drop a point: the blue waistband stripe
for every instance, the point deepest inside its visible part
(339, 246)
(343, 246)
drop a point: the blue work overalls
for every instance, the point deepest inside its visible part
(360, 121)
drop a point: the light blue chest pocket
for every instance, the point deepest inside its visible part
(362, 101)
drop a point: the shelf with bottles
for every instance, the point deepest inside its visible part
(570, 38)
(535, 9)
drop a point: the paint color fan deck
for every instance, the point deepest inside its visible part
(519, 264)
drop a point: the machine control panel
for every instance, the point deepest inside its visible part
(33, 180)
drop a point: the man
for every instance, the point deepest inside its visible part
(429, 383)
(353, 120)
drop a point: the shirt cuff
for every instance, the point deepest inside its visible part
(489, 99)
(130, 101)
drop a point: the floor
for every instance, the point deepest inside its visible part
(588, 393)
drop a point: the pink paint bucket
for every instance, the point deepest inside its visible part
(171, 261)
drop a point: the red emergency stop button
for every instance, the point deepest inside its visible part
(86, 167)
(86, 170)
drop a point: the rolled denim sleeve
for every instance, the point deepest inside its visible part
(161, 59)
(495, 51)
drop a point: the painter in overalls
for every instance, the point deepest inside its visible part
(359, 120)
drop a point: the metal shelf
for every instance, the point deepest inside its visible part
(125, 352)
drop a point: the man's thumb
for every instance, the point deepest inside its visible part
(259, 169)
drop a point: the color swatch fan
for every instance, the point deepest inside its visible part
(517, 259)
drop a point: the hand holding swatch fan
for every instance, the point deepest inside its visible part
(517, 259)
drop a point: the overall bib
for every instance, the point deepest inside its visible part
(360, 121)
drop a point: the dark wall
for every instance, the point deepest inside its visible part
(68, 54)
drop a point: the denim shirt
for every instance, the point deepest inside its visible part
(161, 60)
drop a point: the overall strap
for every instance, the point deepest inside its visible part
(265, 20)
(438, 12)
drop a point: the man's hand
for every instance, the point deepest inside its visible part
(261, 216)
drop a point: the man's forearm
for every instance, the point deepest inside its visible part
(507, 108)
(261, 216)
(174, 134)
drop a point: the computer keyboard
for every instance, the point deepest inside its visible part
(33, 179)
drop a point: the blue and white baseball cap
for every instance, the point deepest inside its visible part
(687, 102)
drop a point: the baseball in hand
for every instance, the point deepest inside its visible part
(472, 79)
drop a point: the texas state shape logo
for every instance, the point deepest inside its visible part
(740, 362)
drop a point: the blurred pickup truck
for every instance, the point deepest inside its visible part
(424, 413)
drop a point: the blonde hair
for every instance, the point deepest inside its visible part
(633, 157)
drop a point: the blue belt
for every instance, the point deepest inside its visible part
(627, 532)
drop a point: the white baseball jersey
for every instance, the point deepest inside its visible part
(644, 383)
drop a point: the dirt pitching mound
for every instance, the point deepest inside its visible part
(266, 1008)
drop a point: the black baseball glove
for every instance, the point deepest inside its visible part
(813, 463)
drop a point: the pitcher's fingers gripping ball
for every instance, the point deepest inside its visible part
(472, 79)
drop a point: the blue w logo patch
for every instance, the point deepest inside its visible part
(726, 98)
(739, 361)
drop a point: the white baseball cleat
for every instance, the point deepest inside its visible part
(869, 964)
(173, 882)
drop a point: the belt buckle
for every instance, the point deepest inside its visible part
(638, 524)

» **Problem to work on**
The records above must be repeated exactly, every one of them.

» **Response**
drop a point: the blue waistband stripe
for every instance, the point deepest inside its visible part
(339, 246)
(343, 246)
drop a point: the blue work overalls
for every instance, the point deepest inside its visible part
(360, 121)
drop a point: the light blue chest pocket
for every instance, the point deepest inside its visible part
(362, 101)
drop a point: the shelf with bottles
for every instance, the point deepest inside its visible part
(570, 38)
(535, 9)
drop a point: the paint color fan deck
for every instance, the point deepest inside its visible part
(519, 264)
drop a point: the machine control panel
for every instance, the point deepest inside its visible part
(33, 180)
drop a point: the man
for every instance, the point deepest inside its visible part
(429, 383)
(353, 120)
drop a point: the shirt cuff
for every instance, the point deepest inside its visible part
(489, 99)
(130, 101)
drop a point: the floor
for every instance, the point deepest inside its visible part
(588, 393)
drop a point: the pink paint bucket
for every instance, the point deepest inside its visible part
(171, 261)
drop a point: the red emergency stop button
for every instance, the point deepest inside its visible part
(86, 167)
(86, 170)
drop a point: the rolled denim sleeve
for every instance, the point deepest inside its visible part
(161, 59)
(495, 51)
drop a point: the painter in overalls
for every instance, the point deepest inside its visible part
(359, 120)
drop a point: the metal shelf
for every instance, the point deepest inside its visible part
(125, 352)
drop a point: the man's thumb
for every instance, the point deepest inside its visible part
(259, 169)
drop a point: the color swatch fan
for every instance, the point deepest inside its visible part
(517, 259)
drop a point: the hand holding swatch fan
for every instance, the point deepest inside its visible part
(517, 259)
drop a point: the overall bib
for every instance, the point deepest inside its visible part
(360, 121)
drop a point: the dark wall
for every instance, the point deepest inside its visible part
(68, 54)
drop a point: the denim shirt
for every instance, the point deepest inside its visible part
(161, 60)
drop a point: the overall strap
for every instance, the point deepest inside its visible part
(265, 20)
(438, 12)
drop a point: the man's hand
for every instance, the point deepest inside its visible part
(261, 216)
drop a point: the man's forearm
for every instance, the point deepest inside its visible part
(507, 108)
(261, 216)
(174, 134)
drop a point: the computer keyboard
for every instance, the point deepest inside its visible part
(33, 179)
drop a point: the blue and white baseball cap
for every instance, the point deepest inside its visible part
(687, 102)
drop a point: the baseball in hand
for every instance, the point deepest inside its visible part
(472, 79)
drop a point: the texas state shape logo
for every instance, the point deepest inside its visible part
(740, 362)
drop a point: the blurred pickup truck
for every instance, the point deepest inside its visible part
(424, 413)
drop a point: the blonde hair
for every instance, the point deepest inside its visible part
(633, 157)
drop a point: the blue belt
for every instance, the point deepest inside its visible part
(627, 532)
drop a point: the white baseball jersey
for every instance, the point deepest inside its visible part
(644, 383)
drop a point: the dirt pitching mound
for every instance, the point deepest inside its visible part
(266, 1008)
drop a point: the black baseball glove
for every instance, the point deepest inside its visible part
(813, 463)
drop a point: the pitcher's fingers gripping ball
for every instance, the point deepest inside its visible part
(472, 79)
drop a point: the blue w logo patch
for every instance, the point deepest inside its visible part
(726, 98)
(739, 361)
drop a point: the white baseball cleat
for every instance, the point deepest inside its visible part
(869, 964)
(173, 882)
drop a point: the belt buckle
for every instance, the point deepest inside its visible part
(638, 524)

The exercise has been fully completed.